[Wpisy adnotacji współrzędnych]

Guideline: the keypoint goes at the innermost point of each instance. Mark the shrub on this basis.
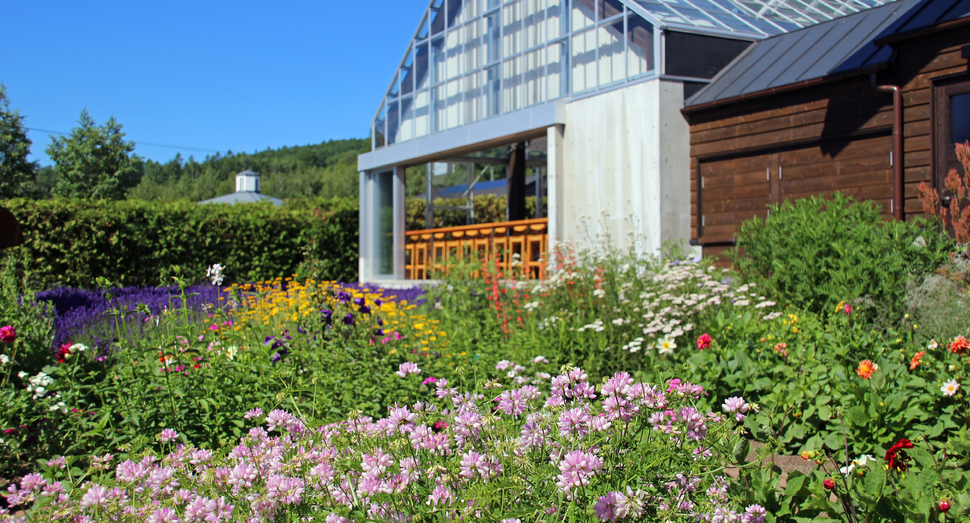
(814, 253)
(71, 243)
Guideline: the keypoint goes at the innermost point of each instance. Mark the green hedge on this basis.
(73, 242)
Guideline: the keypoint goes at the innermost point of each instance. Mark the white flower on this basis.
(666, 346)
(214, 273)
(949, 388)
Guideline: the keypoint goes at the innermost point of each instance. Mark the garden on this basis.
(622, 387)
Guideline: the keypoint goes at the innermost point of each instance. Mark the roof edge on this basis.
(916, 33)
(772, 91)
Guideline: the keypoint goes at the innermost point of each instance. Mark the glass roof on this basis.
(471, 60)
(746, 17)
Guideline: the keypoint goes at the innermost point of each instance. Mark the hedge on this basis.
(70, 243)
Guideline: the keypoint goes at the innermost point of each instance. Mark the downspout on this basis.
(897, 202)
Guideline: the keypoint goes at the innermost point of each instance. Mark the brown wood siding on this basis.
(834, 137)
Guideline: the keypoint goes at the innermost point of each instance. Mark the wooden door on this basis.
(732, 190)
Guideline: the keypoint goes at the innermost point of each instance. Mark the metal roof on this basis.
(836, 47)
(243, 197)
(741, 17)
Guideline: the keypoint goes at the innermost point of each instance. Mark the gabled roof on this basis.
(840, 46)
(243, 197)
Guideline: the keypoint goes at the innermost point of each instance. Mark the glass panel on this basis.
(611, 67)
(455, 113)
(384, 222)
(439, 58)
(512, 84)
(473, 45)
(393, 120)
(639, 38)
(492, 38)
(437, 18)
(423, 28)
(960, 118)
(608, 8)
(395, 86)
(556, 20)
(512, 28)
(407, 79)
(455, 65)
(583, 14)
(474, 99)
(493, 105)
(584, 62)
(422, 114)
(555, 69)
(455, 14)
(379, 128)
(407, 118)
(422, 76)
(533, 78)
(534, 16)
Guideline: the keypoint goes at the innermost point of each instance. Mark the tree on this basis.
(16, 172)
(94, 162)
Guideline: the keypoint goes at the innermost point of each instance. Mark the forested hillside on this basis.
(326, 169)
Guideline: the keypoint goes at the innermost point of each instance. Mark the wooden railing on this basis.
(436, 250)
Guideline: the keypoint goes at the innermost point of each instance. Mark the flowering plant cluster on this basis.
(620, 451)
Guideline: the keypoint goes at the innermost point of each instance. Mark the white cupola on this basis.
(247, 181)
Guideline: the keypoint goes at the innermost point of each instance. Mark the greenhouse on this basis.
(587, 92)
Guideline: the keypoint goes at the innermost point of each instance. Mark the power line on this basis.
(136, 141)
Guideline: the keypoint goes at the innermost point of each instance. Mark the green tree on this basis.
(16, 172)
(94, 161)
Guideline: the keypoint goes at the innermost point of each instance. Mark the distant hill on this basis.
(327, 169)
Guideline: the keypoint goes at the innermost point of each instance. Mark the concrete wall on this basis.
(626, 168)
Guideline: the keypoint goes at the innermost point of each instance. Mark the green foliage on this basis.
(94, 161)
(73, 242)
(814, 253)
(327, 169)
(16, 172)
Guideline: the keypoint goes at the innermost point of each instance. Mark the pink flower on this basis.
(704, 341)
(8, 334)
(406, 368)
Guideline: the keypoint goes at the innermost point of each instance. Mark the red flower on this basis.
(704, 341)
(896, 455)
(64, 352)
(8, 334)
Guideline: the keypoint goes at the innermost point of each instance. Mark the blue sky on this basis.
(206, 75)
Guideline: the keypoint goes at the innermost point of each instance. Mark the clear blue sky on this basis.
(206, 75)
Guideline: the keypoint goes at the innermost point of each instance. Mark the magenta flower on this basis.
(406, 368)
(8, 334)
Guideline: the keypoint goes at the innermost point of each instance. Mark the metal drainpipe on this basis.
(897, 144)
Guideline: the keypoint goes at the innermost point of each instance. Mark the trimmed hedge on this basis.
(73, 242)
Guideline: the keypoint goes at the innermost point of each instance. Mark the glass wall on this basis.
(384, 223)
(475, 59)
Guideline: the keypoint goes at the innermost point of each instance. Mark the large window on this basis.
(951, 101)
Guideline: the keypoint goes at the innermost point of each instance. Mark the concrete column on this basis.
(363, 238)
(399, 222)
(554, 177)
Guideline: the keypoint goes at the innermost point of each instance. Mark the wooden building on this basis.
(870, 104)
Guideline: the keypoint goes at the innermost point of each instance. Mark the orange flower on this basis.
(959, 345)
(915, 363)
(866, 368)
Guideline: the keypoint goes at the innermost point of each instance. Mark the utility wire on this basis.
(136, 141)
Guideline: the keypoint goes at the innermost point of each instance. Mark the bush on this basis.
(814, 253)
(70, 243)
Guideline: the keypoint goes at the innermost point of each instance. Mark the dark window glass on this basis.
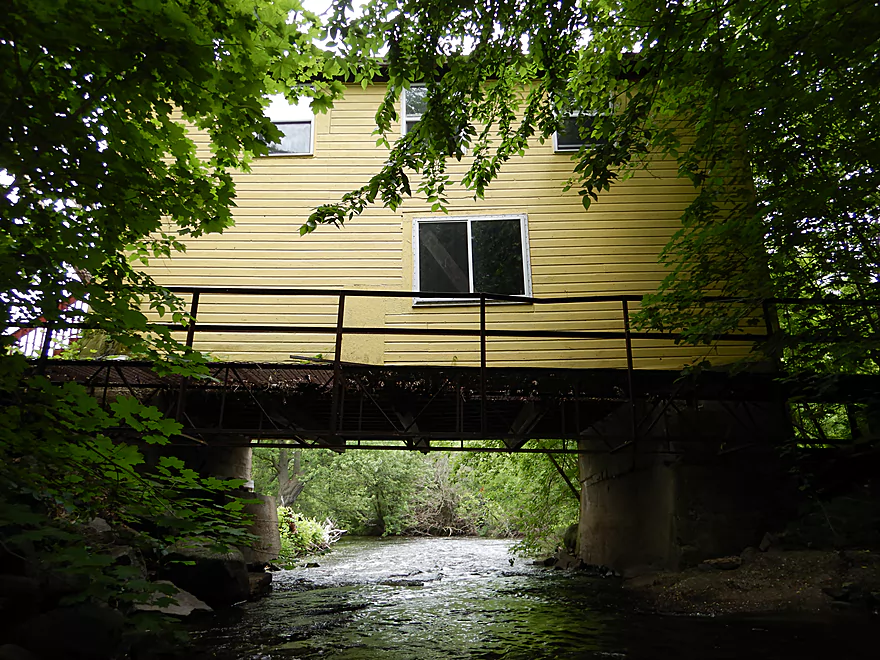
(497, 250)
(575, 132)
(416, 99)
(443, 256)
(297, 138)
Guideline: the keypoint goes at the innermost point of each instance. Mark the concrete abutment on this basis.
(704, 482)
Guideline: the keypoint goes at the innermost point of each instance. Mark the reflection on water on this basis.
(428, 599)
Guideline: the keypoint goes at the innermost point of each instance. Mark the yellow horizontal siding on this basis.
(610, 249)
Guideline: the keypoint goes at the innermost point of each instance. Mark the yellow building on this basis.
(527, 237)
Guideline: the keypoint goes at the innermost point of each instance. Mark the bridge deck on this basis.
(412, 407)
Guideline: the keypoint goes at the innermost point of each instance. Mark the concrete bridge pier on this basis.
(704, 482)
(233, 459)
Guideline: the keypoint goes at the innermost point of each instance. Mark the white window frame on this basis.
(566, 149)
(297, 154)
(284, 109)
(469, 220)
(403, 116)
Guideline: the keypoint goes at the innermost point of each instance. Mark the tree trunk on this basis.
(289, 484)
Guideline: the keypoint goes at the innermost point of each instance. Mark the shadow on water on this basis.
(427, 599)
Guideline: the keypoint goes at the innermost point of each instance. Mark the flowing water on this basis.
(427, 599)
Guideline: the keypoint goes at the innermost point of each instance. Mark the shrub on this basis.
(300, 535)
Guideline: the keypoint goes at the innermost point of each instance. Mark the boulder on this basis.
(564, 560)
(749, 555)
(722, 563)
(218, 578)
(84, 632)
(767, 542)
(184, 602)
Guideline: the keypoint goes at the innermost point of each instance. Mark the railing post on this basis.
(337, 367)
(46, 347)
(483, 364)
(193, 311)
(629, 370)
(190, 339)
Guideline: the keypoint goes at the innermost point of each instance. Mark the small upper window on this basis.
(414, 103)
(476, 254)
(296, 121)
(575, 132)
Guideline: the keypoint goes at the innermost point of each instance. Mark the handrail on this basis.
(483, 300)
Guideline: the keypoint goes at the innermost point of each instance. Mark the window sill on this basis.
(464, 302)
(308, 155)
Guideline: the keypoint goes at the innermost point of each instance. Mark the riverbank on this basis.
(805, 581)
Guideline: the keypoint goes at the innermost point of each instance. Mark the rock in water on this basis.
(218, 578)
(260, 584)
(184, 605)
(723, 563)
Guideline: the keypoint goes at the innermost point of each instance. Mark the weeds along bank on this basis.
(409, 493)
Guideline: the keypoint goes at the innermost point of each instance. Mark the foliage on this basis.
(768, 108)
(500, 495)
(59, 469)
(364, 491)
(522, 495)
(300, 535)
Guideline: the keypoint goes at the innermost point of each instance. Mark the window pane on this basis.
(574, 132)
(416, 99)
(297, 139)
(443, 258)
(498, 262)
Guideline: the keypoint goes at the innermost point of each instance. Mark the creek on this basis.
(433, 598)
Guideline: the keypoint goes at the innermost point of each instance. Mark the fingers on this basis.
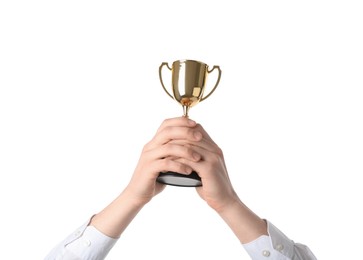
(180, 128)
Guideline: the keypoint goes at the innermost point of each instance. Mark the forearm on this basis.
(115, 218)
(244, 223)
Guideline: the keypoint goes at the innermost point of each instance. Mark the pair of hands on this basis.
(181, 145)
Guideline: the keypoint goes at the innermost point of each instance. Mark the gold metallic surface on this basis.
(188, 81)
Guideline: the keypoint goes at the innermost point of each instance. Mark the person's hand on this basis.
(217, 189)
(160, 155)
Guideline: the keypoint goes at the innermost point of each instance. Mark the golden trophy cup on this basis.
(188, 82)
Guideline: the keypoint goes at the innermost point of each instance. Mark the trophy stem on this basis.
(186, 111)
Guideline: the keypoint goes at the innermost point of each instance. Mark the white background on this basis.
(80, 96)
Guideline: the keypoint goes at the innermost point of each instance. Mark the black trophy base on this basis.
(181, 180)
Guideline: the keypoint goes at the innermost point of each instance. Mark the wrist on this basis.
(245, 224)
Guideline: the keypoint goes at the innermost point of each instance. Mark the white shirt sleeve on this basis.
(277, 246)
(85, 243)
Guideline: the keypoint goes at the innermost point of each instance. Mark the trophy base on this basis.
(181, 180)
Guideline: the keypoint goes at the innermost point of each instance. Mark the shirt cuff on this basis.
(275, 246)
(91, 244)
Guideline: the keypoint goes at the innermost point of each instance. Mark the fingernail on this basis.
(197, 135)
(196, 156)
(191, 122)
(188, 170)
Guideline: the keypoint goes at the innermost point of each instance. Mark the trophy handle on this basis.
(215, 86)
(161, 78)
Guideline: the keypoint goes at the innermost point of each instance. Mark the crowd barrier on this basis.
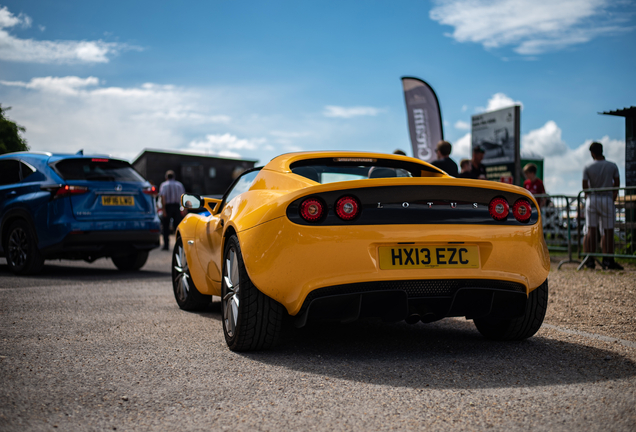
(564, 224)
(624, 224)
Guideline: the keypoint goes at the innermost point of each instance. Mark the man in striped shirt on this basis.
(599, 206)
(170, 192)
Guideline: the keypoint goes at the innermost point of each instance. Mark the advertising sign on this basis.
(425, 119)
(498, 133)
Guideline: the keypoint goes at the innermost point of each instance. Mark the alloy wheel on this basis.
(18, 247)
(231, 296)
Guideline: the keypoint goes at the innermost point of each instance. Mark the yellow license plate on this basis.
(428, 256)
(118, 200)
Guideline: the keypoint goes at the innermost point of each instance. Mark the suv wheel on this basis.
(23, 255)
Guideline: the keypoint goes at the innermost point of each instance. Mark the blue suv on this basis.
(55, 206)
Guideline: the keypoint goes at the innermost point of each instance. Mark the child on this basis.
(533, 184)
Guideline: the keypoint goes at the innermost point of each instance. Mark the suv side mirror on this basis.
(191, 201)
(196, 202)
(212, 204)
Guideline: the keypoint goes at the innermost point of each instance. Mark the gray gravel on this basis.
(85, 347)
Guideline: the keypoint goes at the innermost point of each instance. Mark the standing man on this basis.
(443, 161)
(170, 192)
(477, 169)
(599, 206)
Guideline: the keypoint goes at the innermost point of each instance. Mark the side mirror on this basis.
(212, 204)
(191, 201)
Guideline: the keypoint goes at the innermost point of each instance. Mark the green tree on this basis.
(10, 139)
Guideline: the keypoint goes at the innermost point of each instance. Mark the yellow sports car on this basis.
(345, 235)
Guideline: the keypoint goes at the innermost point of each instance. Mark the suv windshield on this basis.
(330, 170)
(97, 169)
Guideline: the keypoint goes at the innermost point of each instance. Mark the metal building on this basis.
(200, 174)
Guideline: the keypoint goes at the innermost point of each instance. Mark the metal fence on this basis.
(624, 223)
(564, 224)
(560, 222)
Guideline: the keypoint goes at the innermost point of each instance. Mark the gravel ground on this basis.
(85, 347)
(595, 301)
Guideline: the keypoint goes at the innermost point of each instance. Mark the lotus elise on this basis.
(338, 236)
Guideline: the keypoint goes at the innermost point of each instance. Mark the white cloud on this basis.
(226, 145)
(348, 112)
(66, 85)
(532, 26)
(462, 125)
(462, 148)
(545, 141)
(32, 51)
(563, 166)
(64, 114)
(499, 101)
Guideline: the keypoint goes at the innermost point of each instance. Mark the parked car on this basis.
(59, 206)
(339, 236)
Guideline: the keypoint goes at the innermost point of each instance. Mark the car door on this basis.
(209, 245)
(9, 183)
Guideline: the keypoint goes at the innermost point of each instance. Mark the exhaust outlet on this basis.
(412, 319)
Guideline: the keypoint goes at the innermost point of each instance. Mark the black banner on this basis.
(425, 118)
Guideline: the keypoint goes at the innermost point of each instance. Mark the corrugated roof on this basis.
(625, 112)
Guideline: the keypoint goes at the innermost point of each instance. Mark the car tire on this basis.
(131, 262)
(251, 320)
(21, 249)
(185, 292)
(521, 327)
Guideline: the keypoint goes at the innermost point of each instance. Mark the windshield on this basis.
(330, 170)
(97, 169)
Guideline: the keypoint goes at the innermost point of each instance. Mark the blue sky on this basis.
(256, 79)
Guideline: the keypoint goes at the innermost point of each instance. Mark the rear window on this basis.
(97, 169)
(330, 170)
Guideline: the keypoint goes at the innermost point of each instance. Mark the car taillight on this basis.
(499, 208)
(312, 210)
(522, 210)
(67, 190)
(150, 190)
(347, 208)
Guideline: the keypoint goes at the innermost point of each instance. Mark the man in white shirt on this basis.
(170, 192)
(599, 206)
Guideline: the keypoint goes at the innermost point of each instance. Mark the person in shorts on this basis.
(599, 206)
(443, 161)
(170, 193)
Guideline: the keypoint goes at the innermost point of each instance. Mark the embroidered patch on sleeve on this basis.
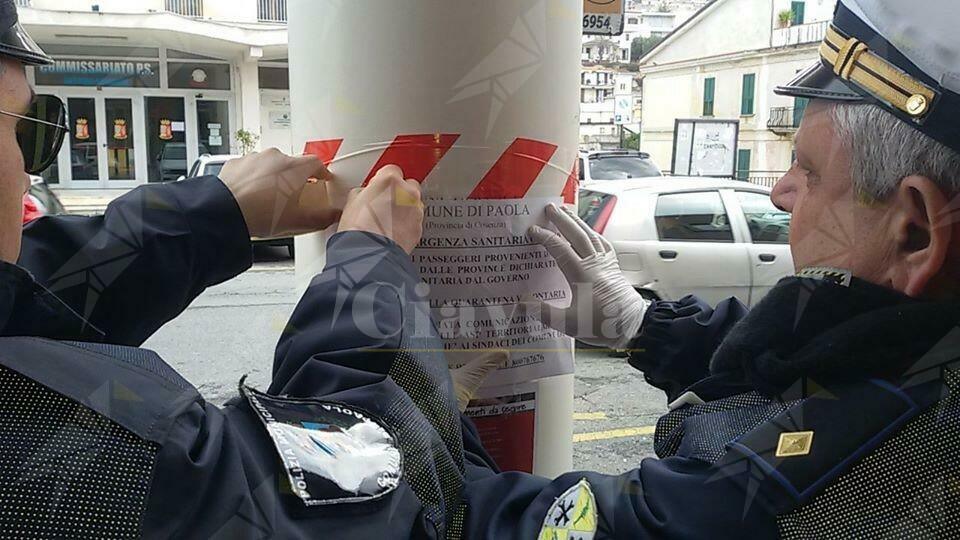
(332, 453)
(573, 516)
(836, 276)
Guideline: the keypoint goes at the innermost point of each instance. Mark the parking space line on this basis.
(613, 434)
(265, 269)
(589, 416)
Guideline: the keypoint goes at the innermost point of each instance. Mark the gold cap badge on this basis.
(795, 444)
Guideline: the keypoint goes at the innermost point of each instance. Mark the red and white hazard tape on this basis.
(511, 177)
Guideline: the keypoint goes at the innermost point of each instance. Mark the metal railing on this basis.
(765, 178)
(799, 34)
(272, 10)
(784, 120)
(187, 8)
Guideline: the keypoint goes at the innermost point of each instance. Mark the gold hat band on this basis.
(852, 61)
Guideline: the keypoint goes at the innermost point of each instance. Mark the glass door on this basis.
(84, 158)
(165, 123)
(213, 127)
(121, 158)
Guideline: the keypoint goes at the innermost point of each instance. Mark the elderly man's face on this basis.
(830, 226)
(15, 97)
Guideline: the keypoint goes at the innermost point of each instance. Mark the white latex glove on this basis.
(605, 310)
(468, 378)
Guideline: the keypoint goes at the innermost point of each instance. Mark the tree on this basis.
(642, 46)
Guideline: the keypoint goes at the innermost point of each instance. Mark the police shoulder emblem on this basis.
(573, 516)
(332, 453)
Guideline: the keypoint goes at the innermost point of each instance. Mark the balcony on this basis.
(187, 8)
(784, 120)
(799, 34)
(272, 11)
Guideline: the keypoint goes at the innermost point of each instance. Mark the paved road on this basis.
(232, 329)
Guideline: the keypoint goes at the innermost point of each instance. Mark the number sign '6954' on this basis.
(603, 17)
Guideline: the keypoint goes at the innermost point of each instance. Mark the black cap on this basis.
(889, 57)
(14, 41)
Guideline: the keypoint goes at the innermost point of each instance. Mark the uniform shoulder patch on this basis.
(332, 453)
(573, 516)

* [Do wykonania]: Zwróć dosłownie wiersze, zaczynając od wiersza zawierającego „glove on this basis.” i idąc dalej aż do ostatniego wiersza wpisów, z oboma krańcami włącznie.

* [Wynik ćwiczenia]:
Guideline: the keypoint goes at the innermost point of each instance. Mark the white latex glove on this basis.
(605, 310)
(468, 378)
Guideline: the keypoint goes at the innermost point of each instance. Mark the tree on this basis.
(642, 46)
Guideline: the keypoint goes at the innermost point of each instance. Mark the police shoulder emblem on this basis.
(573, 516)
(332, 453)
Guideline: the keypoint goes at the innermost point of each instance. Mark the balcony on this basis.
(187, 8)
(784, 120)
(799, 34)
(272, 11)
Guideline: the keypoint goes at the innermost point of each instance. Mark the paved road on this basis.
(232, 329)
Guideline: the keypoint goes at the innermost point of each instance. Mark the number sign '6954' on this basis.
(603, 17)
Guideline: the keypoint goes at the innermost point of each instance. Mark the black cap on this basis.
(889, 57)
(14, 41)
Guideline: the keypoint goes at the innermost point of each instance. Mark the uniform shoulder patch on this basis.
(332, 453)
(573, 516)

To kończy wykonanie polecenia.